>>>

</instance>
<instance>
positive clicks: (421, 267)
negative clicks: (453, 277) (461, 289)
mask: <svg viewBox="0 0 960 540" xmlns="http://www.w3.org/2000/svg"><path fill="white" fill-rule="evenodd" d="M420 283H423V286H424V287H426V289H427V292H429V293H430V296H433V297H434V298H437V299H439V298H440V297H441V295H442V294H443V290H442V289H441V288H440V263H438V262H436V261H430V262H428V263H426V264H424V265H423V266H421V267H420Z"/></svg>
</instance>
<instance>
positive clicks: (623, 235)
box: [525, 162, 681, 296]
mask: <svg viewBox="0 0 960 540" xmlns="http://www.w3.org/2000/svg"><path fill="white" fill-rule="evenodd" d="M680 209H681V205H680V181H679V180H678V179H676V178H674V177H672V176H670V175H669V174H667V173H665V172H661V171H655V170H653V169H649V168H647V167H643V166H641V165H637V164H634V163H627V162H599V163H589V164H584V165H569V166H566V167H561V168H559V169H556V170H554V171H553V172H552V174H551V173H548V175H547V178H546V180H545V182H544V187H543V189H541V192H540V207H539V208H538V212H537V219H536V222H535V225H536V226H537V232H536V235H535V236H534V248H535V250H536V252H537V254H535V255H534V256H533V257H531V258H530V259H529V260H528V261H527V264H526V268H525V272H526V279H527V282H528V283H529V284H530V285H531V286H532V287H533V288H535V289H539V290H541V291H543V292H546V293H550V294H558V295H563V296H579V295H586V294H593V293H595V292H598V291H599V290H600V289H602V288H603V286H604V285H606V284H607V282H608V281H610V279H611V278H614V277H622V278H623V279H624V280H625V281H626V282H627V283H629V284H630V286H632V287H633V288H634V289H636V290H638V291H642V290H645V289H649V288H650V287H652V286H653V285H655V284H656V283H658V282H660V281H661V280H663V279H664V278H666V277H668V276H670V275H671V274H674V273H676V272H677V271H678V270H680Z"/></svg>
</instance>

<<<

Output the data above without altering a line.

RESPONSE:
</instance>
<instance>
positive clicks: (421, 267)
negative clicks: (453, 277) (461, 289)
mask: <svg viewBox="0 0 960 540" xmlns="http://www.w3.org/2000/svg"><path fill="white" fill-rule="evenodd" d="M420 283H423V286H424V287H426V289H427V292H429V293H430V296H433V297H434V298H437V299H439V298H440V297H441V295H442V294H443V290H442V289H441V288H440V263H438V262H436V261H430V262H428V263H426V264H424V265H423V266H421V267H420Z"/></svg>
</instance>
<instance>
positive clicks: (623, 235)
box: [525, 162, 681, 296]
mask: <svg viewBox="0 0 960 540" xmlns="http://www.w3.org/2000/svg"><path fill="white" fill-rule="evenodd" d="M680 209H681V205H680V181H679V180H678V179H676V178H674V177H672V176H670V175H669V174H667V173H665V172H661V171H655V170H653V169H649V168H647V167H643V166H641V165H637V164H634V163H627V162H599V163H589V164H584V165H569V166H566V167H561V168H559V169H556V170H554V171H553V172H552V174H551V173H548V175H547V178H546V180H545V182H544V187H543V189H541V192H540V207H539V208H538V212H537V219H536V222H535V225H536V226H537V232H536V235H535V236H534V248H535V250H536V252H537V254H535V255H534V256H533V257H531V258H530V259H529V260H528V261H527V264H526V268H525V272H526V279H527V282H528V283H529V284H530V285H531V286H532V287H533V288H535V289H539V290H541V291H543V292H546V293H550V294H558V295H563V296H579V295H586V294H593V293H595V292H598V291H599V290H600V289H602V288H603V286H604V285H606V284H607V282H608V281H610V279H611V278H614V277H622V278H623V279H624V280H625V281H626V282H627V283H629V284H630V286H632V287H633V288H634V289H636V290H638V291H642V290H645V289H649V288H650V287H652V286H653V285H655V284H656V283H658V282H660V281H661V280H663V279H664V278H666V277H668V276H670V275H671V274H674V273H676V272H677V271H678V270H680Z"/></svg>
</instance>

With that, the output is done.